This means that the state governments have to finance their spending either via taxes and charges, borrowing, or asset sales. Over the neo-liberal period, the states adopted the view that borrowing was evil and so privatised significant assets (at bargain basement prices after paying huge fees to investment banks to facilitate the sales). It was a total disaster. Many of the assets have had to be re-purchased by government because the private operator went broke and the essential services would have been lost.
As an aside here is some personal experience.
Over the growth period leading up to the recent recession, the NSW government squandered a huge boost in stamp duty revenue that came there way as a result of the Sydney property boom and oversaw the largest degradation in public infrastructure in our history. The state government pursued surpluses over the entire boom period instead of maintaining the essential state infrastructure. It hired a massive squad of private consultants to help it cut spending. It entered into various public-private-partnerships which devolved its responsibilities for public infrastructure provision and handed them over to private equity interests who evaluated their investment decisions based on private profit rather than public good.
The capacity of public hospitals was devastated; railway bridges became dangerous. By the time the credit boom that had driven the NSW property boom was over and the commodity price boom saw the mining states (WA and Queensland) start booming, the NSW economy – the largest in Australia – was dead. All under the watch of NSW Treasury and its culpable Executive Directors. I could go on about the handling of the NSW economy by the state government at length. I no longer use the word government and NSW in the same sentence!
In the 1990s the NSW government, in pursuit of surpluses, began a privatisation binge. It started flogging off valuable state assets at massive discounts (to ensure the sales succeeded and hence avoid the political embarrassment) where the consultants who brokered the deals made millions and the state of public service fell.
I was involved in one of those sales – the privatisation of the Port Macquarie Base Hospital, which is located in a medium-size regional centre on the East coast about 310 kms north of Sydney.
I was asked by the Port Macquarie community group who opposed the privatisation to help them prepare an economic defence against the arguments developed by the NSW Treasury. The government was running a very high profile public campaign to make its ridiculous decision to privatise the main public hospital in the region look like a good decision. They kept quoting from a Treasury report about how good a decision they had made.
However, the government refused to make the modelling report public and just hectored the opponents who wanted to see the evidence. They kept referring to the report but no-one could evaluate whether the case being made was defensible or not.
The matter went the Land and Environment Court which handles disputes about planning and land use. As part of preparing the economic case for the community group who had mounted the court challenge, I received a leaked copy of that main Treasury evaluation report (I have friends everywhere!).

:: RECORD EXCERPTS ::
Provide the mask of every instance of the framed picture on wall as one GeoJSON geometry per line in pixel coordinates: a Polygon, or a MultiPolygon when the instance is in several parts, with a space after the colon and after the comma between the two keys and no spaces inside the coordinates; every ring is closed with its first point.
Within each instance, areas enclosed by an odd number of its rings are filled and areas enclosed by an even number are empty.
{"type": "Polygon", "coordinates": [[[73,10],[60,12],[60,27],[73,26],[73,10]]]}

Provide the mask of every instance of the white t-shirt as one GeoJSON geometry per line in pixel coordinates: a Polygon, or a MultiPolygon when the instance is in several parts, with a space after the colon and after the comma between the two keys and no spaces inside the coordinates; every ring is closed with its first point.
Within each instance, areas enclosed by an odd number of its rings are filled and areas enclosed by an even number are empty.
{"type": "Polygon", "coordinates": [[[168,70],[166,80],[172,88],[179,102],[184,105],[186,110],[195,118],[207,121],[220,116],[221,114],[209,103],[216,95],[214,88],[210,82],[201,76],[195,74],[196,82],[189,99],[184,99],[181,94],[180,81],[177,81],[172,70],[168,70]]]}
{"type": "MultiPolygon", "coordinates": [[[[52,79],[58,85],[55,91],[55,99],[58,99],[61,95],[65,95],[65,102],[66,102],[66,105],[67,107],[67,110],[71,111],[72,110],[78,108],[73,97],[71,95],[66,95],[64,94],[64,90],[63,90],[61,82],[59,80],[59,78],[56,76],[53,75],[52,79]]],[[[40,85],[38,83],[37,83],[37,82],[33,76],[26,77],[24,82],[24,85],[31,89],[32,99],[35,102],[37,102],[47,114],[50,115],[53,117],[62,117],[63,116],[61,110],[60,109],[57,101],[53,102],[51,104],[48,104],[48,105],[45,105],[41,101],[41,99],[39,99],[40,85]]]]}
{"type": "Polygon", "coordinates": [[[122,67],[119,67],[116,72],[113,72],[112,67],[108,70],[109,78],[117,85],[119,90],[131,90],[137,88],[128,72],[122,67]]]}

:: WHAT YOU NEED TO DO ::
A. Condense the paragraph of the passage on NSW state finances that begins "Over the growth period leading up to the recent recession" into a short bulleted list of its main facts.
B. Continue the passage on NSW state finances from its final sentence.

:: ANSWER SECTION ::
A.
- The NSW government wasted a large rise in stamp duty revenue from the Sydney property boom.
- It oversaw the largest degradation of public infrastructure in the state's history.
- It pursued surpluses throughout the boom instead of maintaining essential state infrastructure.
- It hired a large squad of private consultants to help cut spending.
- Through public-private partnerships, it handed responsibility for public infrastructure to private equity interests, which judged investments by private profit rather than public good.

B.
It was a disgrace and the modelling was seriously flawed. My evidence to the Court would have been devastating for the Government’s case. But I never got to provide the evidence as it was declared “inadmissible”.
This decision by the Court arose after several hours of legal debate which arose because the NSW government and its developer mates (who wanted to get their hands on the public assets) opposed the community group’s use of my evidence. The argument was that because the Report was leaked, any information in that Report could not then be used to develop alternative economic modelling which would be against the privatisation.
There was no claim that my evaluation was wrong – just that nobody could hear it because the Report was leaked. The legal babble was pretty amazing and after two days the judge declared my report “inadmissible”. The Government etc, in other words, had silenced me using legal technicalities rather than economic arguments, which was where the debate should have been focused.
The community group’s challenge was subsequently defeated and the Government privatised the hospital (it was the the first hospital privatisation in Australia). It was a total disaster.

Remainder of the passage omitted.